Assignment:
Write the next part of the financial report on restructuring charges and print plant closures, starting right after its last sentence.

Earnings from operations for the Corporate segment, excluding restructuring and impairment charges, were $12
million in 2002 compared with $18 million in 2001. The decrease between years was driven by lower benefit plan earnings and higher unallocated corporate administrative and other expenses.
Restructuring and Impairment The following discussion should be read in conjunction with the “Restructuring and Impairment” note on page F-9 in
the 2001 Annual Report on Form 10-K, and Note 10 to the Condensed Consolidated Financial Statements.
During the first quarter
of 2002, we recorded pretax restructuring and impairment charges of $27 million ($17 million after-tax, or $0.14 per diluted share). The total pretax restructuring and impairment charges related to restructuring actions announced during 2002 by
business segment were: Donnelley Print Solutions: $23 million; Other: $3 million; and Corporate: $1 million. Of these amounts, $23 million in cash payments were made during 2002, including $11 million in enhanced early retirement benefits to be paid
by our various benefit plans, and $9 million in payments related to 2001 restructuring activities. Restructuring charges include employee termination benefits, including severance, early retirement benefit costs and outplacement costs associated
with planned personnel reductions; exit costs to maintain closed facilities until the estimated dates of sale and termination costs for non-cancelable leases and other contractual obligations; employee and asset relocation costs; and write-downs for
anticipated losses on the disposal of property and equipment.
We regularly assess our manufacturing platforms to assure that
they are efficient, flexible and aligned properly with our customers’ needs. In March 2001, we announced a $300 million upgrade in our print platform, approximately one-third of which related to restructuring costs. We intend to create a more
efficient, flexible and integrated print platform to better serve our magazine, catalog and retail customers within our Donnelley Print Solutions segment. This upgrade program includes the purchase of up to ten new presses and associated binding
lines, most of which we expect to place in service during 2002. As we upgrade facilities, certain existing equipment with minimal book value is being either retired or sold. Capital expenditures for this program through March 31, 2002 were $116
million, $26 million of which we spent in the first quarter of 2002. We plan to complete the upgrade program by early to mid-2003. We expect total company capital spending for the full year 2002, including the upgrade program, to be in the range of
$250 million to $300 million.
As part of our efforts to build a more effective print platform, we continually assess each
plant’s scale of operations and geographic location relative to our entire print platform. During the first quarter of 2002 we announced the closure of our Berea, Ohio manufacturing facility. We expect to complete the closures of the Berea,
Ohio plant, and the Des Moines, Iowa and Old Saybrook, Connecticut plants, which were announced in 2001, during the second quarter of 2002. We will fully transition customer work produced at these facilities to other company facilities.

Dataset entries:

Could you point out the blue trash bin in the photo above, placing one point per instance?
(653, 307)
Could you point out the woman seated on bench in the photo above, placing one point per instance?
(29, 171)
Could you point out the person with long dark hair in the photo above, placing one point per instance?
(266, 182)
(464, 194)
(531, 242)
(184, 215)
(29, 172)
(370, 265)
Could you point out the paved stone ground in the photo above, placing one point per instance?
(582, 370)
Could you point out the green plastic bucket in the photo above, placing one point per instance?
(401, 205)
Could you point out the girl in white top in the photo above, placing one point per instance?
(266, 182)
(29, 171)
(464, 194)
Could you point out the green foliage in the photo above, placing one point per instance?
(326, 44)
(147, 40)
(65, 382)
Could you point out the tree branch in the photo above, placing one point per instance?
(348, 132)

Output below:
As we complete our upgrade program and fully transition all customer work from closed facilities, we expect to improve the
overall performance of our print platform. This will include improvements in cycle times and less waste through the addition of faster, more efficient equipment to our networked platform and greater economies of scale.
As a result of all restructuring actions, net of the incremental costs associated with the print platform upgrade, we expect to realize cost savings in
2002 of approximately $119 million, of which $115
20
million is the cash component and $4 million is non-cash, related to lower depreciation expense. During the first quarter of 2002, we recognized approximately $19 million in cost savings from the
restructuring actions taken. Of this amount, $17 million was the cash component, and $2 million was non-cash, related to lower depreciation expense. These savings, however, were offset by the impact of volume reductions and pricing pressures that
continued to affect the company during 2002.
Cash Provided by (Used For) Operating Activities
Cash provided by operating activities totaled $73 million in the first quarter of 2002, compared with cash used in operating activities of $25 million
in the same period of 2001. The increase between years was primarily due to a lower investment in operating working capital, a 2001 payment of $62 million related to a federal income tax settlement (see Note 7 to the condensed consolidated financial
statements) and a $44 million lower contribution to benefit plan trusts in 2002.
Our cash conversion cycle (days’ sales
outstanding plus days’ inventory on hand minus days’ payable outstanding) improved to 47 days as compared with 49 days a year ago. The ratio of operating working capital to sales also improved to 4.9% in 2002 from 6.2% in 2001.
Cash Used for Investing Activities
Our principal recurring investing activities are capital expenditures to improve the productivity of operations. In the first quarter of 2002, capital expenditures totaled $66 million, a $33 million increase from a
year ago. We expect full year capital spending to be in the range of $250 million to $300 million compared with capital spending of $273 million in 2001. This planned level of spending in 2002 is driven by our investments to create a more efficient
print platform to serve our magazine, catalog and retail customers. During 2001 and 2002, we expect to invest up to $300 million in this print platform, a third of which relates to restructuring activities, to create fewer, larger and more efficient
facilities focused on specific capabilities.
Acquisitions
We made no business acquisitions in 2002 or 2001.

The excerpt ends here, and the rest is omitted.